* _Rows_:
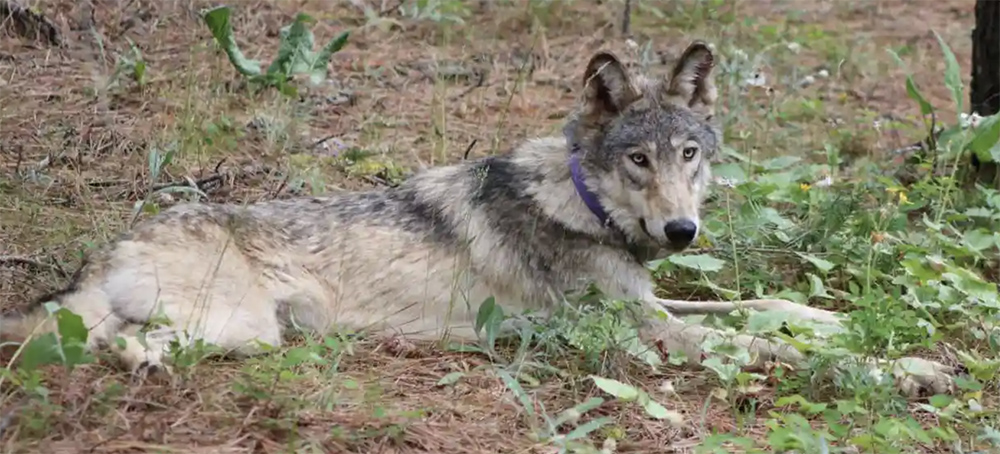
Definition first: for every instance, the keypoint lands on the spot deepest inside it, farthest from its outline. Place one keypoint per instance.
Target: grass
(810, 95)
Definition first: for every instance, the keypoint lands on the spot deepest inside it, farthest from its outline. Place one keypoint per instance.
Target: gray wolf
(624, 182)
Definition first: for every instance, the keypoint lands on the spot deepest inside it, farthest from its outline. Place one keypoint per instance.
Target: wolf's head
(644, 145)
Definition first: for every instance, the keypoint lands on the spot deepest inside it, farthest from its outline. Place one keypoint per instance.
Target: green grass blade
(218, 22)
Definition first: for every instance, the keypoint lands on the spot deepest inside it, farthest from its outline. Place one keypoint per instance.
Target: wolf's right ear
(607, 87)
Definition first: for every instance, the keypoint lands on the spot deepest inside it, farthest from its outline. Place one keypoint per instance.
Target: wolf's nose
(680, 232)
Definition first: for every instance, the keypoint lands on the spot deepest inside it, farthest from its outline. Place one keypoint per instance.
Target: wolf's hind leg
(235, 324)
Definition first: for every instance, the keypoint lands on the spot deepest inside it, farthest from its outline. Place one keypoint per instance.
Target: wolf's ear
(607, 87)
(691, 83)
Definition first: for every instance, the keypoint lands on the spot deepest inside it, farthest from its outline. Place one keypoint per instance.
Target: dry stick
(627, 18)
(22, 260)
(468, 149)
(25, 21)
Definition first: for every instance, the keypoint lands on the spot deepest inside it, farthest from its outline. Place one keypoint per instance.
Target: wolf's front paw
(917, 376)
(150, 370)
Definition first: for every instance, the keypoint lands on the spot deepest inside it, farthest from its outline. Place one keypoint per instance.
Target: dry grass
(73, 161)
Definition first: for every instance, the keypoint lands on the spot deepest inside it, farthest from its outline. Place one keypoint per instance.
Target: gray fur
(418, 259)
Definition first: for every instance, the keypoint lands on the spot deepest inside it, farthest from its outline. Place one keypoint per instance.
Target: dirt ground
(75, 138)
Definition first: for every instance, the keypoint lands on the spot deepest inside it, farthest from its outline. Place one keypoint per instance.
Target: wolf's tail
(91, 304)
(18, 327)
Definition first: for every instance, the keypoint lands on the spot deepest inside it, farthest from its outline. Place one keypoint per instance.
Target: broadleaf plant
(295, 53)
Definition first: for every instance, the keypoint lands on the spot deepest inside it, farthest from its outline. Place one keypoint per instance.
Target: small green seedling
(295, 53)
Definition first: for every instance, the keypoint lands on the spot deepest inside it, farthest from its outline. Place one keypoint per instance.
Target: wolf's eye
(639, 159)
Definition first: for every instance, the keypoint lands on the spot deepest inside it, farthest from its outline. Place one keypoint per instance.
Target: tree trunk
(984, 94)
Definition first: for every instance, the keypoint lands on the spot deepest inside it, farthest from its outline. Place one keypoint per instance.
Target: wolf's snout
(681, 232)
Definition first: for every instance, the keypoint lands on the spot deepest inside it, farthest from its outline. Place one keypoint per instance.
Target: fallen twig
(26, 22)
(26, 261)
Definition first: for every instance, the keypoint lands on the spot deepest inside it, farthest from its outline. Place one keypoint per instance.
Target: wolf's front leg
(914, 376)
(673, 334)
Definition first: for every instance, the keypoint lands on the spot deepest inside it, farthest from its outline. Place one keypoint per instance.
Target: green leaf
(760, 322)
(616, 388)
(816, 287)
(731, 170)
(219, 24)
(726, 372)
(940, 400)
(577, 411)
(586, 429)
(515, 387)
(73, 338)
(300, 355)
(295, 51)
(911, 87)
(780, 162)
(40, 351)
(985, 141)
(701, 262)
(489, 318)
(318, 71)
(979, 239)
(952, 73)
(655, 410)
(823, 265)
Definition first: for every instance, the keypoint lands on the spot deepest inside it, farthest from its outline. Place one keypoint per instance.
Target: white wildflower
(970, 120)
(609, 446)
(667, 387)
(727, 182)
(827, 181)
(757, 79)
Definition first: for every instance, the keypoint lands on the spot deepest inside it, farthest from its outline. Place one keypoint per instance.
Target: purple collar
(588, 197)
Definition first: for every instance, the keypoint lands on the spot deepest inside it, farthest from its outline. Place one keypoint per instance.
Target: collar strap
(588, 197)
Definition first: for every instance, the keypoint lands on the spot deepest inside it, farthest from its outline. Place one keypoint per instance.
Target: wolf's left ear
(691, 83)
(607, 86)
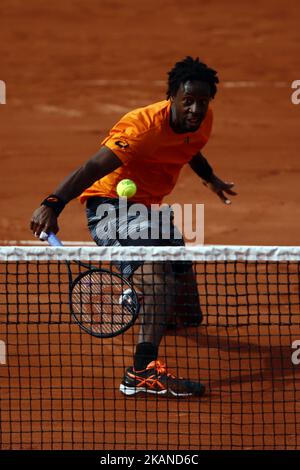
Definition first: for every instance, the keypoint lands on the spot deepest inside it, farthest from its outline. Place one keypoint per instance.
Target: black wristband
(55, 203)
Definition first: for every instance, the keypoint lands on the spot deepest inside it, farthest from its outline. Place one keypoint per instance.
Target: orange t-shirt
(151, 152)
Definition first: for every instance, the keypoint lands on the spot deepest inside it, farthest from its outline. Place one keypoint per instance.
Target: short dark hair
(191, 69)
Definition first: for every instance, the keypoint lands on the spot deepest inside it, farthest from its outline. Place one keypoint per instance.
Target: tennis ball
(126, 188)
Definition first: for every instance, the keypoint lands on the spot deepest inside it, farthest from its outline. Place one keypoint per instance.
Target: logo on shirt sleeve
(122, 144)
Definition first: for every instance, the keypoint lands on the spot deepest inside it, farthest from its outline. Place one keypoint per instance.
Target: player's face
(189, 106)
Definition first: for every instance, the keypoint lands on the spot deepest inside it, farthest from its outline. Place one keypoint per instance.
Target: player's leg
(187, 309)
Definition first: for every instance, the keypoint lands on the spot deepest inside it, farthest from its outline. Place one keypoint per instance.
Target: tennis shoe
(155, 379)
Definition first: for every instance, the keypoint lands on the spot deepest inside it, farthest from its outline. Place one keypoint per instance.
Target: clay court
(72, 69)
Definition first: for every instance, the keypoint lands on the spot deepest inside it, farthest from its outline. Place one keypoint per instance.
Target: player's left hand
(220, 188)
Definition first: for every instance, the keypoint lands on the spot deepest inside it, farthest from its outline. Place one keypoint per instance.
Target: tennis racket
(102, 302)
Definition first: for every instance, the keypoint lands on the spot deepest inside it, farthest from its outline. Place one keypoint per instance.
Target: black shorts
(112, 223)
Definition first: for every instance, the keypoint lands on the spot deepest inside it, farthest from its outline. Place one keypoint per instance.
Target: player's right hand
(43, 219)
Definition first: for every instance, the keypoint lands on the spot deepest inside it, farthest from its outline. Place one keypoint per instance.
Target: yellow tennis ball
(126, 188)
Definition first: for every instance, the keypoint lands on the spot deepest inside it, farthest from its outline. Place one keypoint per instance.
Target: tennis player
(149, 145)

* _Exercise goal_:
Transcribe the records above exactly, leaving out every picture.

* _Result below_:
Definition first: for every instance, the keypoint lands on the spot deepest inside it, farthest from its outline. Place one keypoint per instance.
Target: grass
(810, 95)
Definition first: for every instance, the keypoint lands on the spot deepest inside it, farthest from its outline. Place one keypoint per instance.
Target: gray wolf
(624, 182)
Definition first: for every instance, the keypoint lands on the spot deepest inside it, farthest from its outline. Place one keypoint per instance.
Target: wolf's head
(644, 145)
Definition first: for every instance, the keypoint lands on the spot deepest inside it, farthest from its outline. Place one keypoint per instance.
Target: green grass blade
(218, 22)
Definition first: for every instance, the keypoint lands on the spot deepest inside it, farthest from its outline. Place one keypoint per instance.
Target: wolf's right ear
(607, 87)
Definition first: for every instance, the keypoint lands on the spot deepest inside it, farthest from its outline. Place one keypoint per instance.
Target: wolf's nose
(680, 232)
Definition first: for every instance, the keypoint lands on the spot deepest inside it, farthest from its outline. Place one keypoint per instance.
Target: wolf's hind leg
(235, 324)
Definition first: for every instance, the keypoint lands on the spot deepest inside it, farthest from its outline. Place one keypoint per instance.
Target: wolf's ear
(607, 87)
(691, 83)
Definition first: for every instance, the keypoint lands on the spot deepest inside it, farthest from its outline. Place one keypoint per instance.
Target: dry stick
(627, 18)
(22, 260)
(468, 149)
(25, 21)
Definition first: for every instance, the keypoint lands on the spot deepest inside it, farthest from its outline. Place one keypoint per instance.
Target: wolf's front paw
(917, 376)
(150, 370)
Definition first: for every instance, the keypoint lands on the spot deepest inside it, farthest from its outline. Place one keypoint per instance.
Target: dry grass
(73, 161)
Definition first: for every instance, the keypoint lands on the spot deepest inside it, farthest from its outline. Place one keypoint per instance.
Target: gray fur
(418, 259)
Definition first: for every instance, the keypoint lands on the spot deepest inside it, farthest from its outline. Place one keypoint per instance.
Target: dirt ground
(75, 138)
Definition first: for every instance, the keypoint lands on the spot deepest inside it, farthest from its outline. Place one keypoint per instance.
Target: wolf's tail
(91, 304)
(18, 327)
Definition first: for every instance, the keypoint lands on the spot deepest inside it, farthest from its outline. Place one keypoint per instance.
Target: broadleaf plant
(295, 53)
Definition first: for every instance, the keypoint lands on the spot deepest inside it, farthest from its outline. Place one keypoint per instance.
Target: small green seedling
(295, 53)
Definition first: for every instance, the keypoint lands on the spot deepest inside it, farthest from its outline. Place one keypoint per instance.
Target: wolf's eye
(639, 159)
Definition first: for every instance, the keypoint lands on the spot deepest inside it, farthest from its outline. Place one keypoint per instance.
Target: tree trunk
(984, 94)
Definition first: for every instance, the keypoint lands on the spot deepest inside it, farthest from its outline. Place one keypoint per instance.
Target: wolf's snout
(681, 232)
Definition first: for every instance, the keypoint lands on the spot deepest inside it, farthest from its outline. Place one keypoint per instance.
Target: fallen twig
(26, 22)
(26, 261)
Definition first: for every instance, the keypoint lands on the spot deepest inside it, farthest from its outline. Place one keypoint per instance.
Target: wolf's front leg
(914, 376)
(673, 334)
Definition first: for every instance, the keypoint lands on the spot deepest inside it, farthest from its outline. Place one keypoint per instance.
Target: green leaf
(760, 322)
(616, 388)
(816, 287)
(731, 170)
(219, 24)
(726, 372)
(940, 400)
(577, 411)
(586, 429)
(515, 387)
(73, 338)
(300, 355)
(295, 51)
(911, 87)
(780, 162)
(40, 351)
(985, 141)
(701, 262)
(489, 318)
(318, 71)
(979, 239)
(952, 73)
(655, 410)
(823, 265)
Definition first: for every instance, the keypoint lands on the spot deepest inside it, farthest from its outline. Place one keypoint per instance.
Target: white wildflower
(970, 120)
(609, 446)
(667, 387)
(727, 182)
(827, 181)
(757, 79)
Definition first: for every instance, the keypoint lands on the spot deepest inside it, farthest from its outline. Place one keypoint per instance.
Target: purple collar
(588, 197)
Definition first: for every instance, the keypoint lands on the spot deepest inside it, farthest from its outline. Place one keypoint per instance.
Target: collar strap
(588, 197)
Definition first: for every instance, the keypoint lands on the spot deepest inside it, farthest from its outline. Place one keypoint per instance.
Target: wolf's left ear
(691, 83)
(607, 86)
Definition first: for every instance, the keypoint lands on the spot deepest inside it, farthest from its outline. Place one keypoint per instance.
Target: black wristband
(55, 203)
Definition first: for every instance, the keypoint lands on the spot deepest inside it, farthest from its outline. Place one keypoint per instance.
Target: orange t-shirt
(151, 152)
Definition first: for every instance, the keypoint lands on the spot deepest inside it, farthest from its outline. Place one keypoint per instance.
Target: short dark hair
(191, 69)
Definition first: for every instance, the keypoint lands on the spot deepest inside it, farthest from its outline. Place one keypoint per instance.
Target: tennis ball
(126, 188)
Definition first: for every instance, the keypoint lands on the spot deepest inside it, farthest from its outline. Place one keypoint per instance.
Target: logo on shirt sleeve
(122, 144)
Definition first: for every instance, the keypoint lands on the spot deepest inside it, farthest from its outline. Place one keypoint per instance.
Target: player's face
(189, 106)
Definition first: for every instance, the keypoint lands on the spot deepest inside it, farthest from its outline. Place one keypoint per instance.
Target: player's leg
(187, 309)
Definition first: for every instance, the keypoint lands on the spot deepest inside it, farthest from its outline. Place one keypoint per instance.
Target: tennis shoe
(155, 379)
Definition first: for every instance, the keypoint lands on the spot deepest inside it, farthest from its outline. Place one keypoint per instance.
Target: clay court
(72, 69)
Definition first: for every instance, the keypoint lands on the spot deepest inside it, farthest from its outline. Place one keypoint per instance.
Target: player's left hand
(220, 188)
Definition first: for every instance, the keypoint lands on the spot deepest inside it, farthest from its outline. Place one keypoint per instance.
Target: tennis racket
(102, 302)
Definition first: for every instance, the keypoint lands on the spot deepest inside it, farthest from its outline. Place one keypoint per instance.
Target: black shorts
(112, 223)
Definition first: for every instance, the keypoint lands on the spot deepest inside it, farthest from its outline. Place one keypoint per instance.
Target: player's right hand
(43, 219)
Definition first: for every instance, the keypoint lands on the spot deepest inside it, farthest from its outline. Place one keypoint per instance.
Target: yellow tennis ball
(126, 188)
Definition first: for every instance, the keypoint lands on the spot deepest inside it, farthest from its outline. Place one keypoint per instance.
Target: tennis player
(149, 145)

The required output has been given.